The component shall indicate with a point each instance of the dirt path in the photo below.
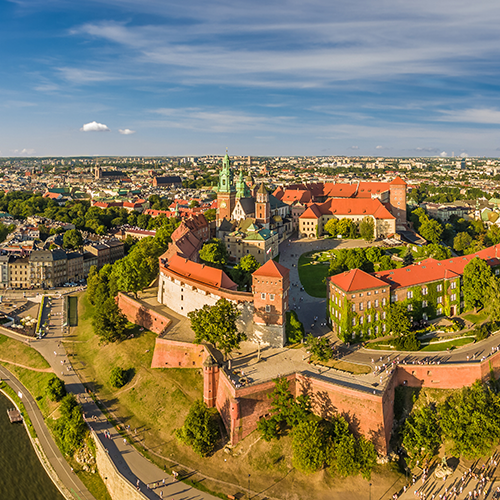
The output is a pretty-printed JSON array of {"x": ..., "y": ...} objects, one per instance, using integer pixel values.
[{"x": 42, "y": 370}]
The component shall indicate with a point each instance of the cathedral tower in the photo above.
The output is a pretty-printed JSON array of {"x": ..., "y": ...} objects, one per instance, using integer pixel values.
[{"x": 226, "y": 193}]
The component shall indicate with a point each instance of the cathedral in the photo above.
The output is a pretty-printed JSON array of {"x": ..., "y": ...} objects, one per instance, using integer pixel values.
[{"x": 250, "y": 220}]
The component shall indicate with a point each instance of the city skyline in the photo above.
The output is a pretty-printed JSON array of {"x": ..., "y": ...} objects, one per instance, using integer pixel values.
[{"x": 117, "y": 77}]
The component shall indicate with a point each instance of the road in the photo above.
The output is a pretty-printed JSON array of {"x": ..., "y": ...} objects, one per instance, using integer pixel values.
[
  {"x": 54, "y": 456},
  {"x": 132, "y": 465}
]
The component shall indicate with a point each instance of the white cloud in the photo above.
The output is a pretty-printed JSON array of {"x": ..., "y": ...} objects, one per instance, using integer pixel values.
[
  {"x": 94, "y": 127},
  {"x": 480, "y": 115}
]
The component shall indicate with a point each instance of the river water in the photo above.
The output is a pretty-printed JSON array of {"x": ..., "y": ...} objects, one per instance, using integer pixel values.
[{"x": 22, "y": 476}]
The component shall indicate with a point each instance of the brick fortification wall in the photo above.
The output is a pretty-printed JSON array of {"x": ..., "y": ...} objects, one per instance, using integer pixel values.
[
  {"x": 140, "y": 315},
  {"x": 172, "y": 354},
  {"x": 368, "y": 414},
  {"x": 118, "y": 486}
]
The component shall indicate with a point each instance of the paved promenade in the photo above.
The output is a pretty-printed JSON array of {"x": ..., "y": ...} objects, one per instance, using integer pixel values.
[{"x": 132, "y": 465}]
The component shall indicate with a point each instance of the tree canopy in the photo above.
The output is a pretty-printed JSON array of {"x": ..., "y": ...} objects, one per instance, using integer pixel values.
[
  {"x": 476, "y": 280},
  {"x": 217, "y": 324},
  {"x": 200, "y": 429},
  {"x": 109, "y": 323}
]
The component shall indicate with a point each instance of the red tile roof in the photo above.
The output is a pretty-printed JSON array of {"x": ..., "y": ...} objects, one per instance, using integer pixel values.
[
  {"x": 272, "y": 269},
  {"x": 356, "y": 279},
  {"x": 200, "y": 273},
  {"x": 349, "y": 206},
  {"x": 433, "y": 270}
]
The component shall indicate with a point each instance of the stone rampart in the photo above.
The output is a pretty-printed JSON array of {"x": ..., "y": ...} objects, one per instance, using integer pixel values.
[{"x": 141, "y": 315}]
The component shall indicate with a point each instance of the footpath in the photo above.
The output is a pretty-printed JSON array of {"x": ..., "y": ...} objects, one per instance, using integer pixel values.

- **INSTRUCTIONS FOR THE TASK**
Among the lines above, return each one holding the string "cathedral".

- **ANSWER TO THE EXERCISE**
The component shall indicate with a point each instance of the cathedral tower in the photo above.
The component shall indicate with a point each instance of the cathedral in the photo above.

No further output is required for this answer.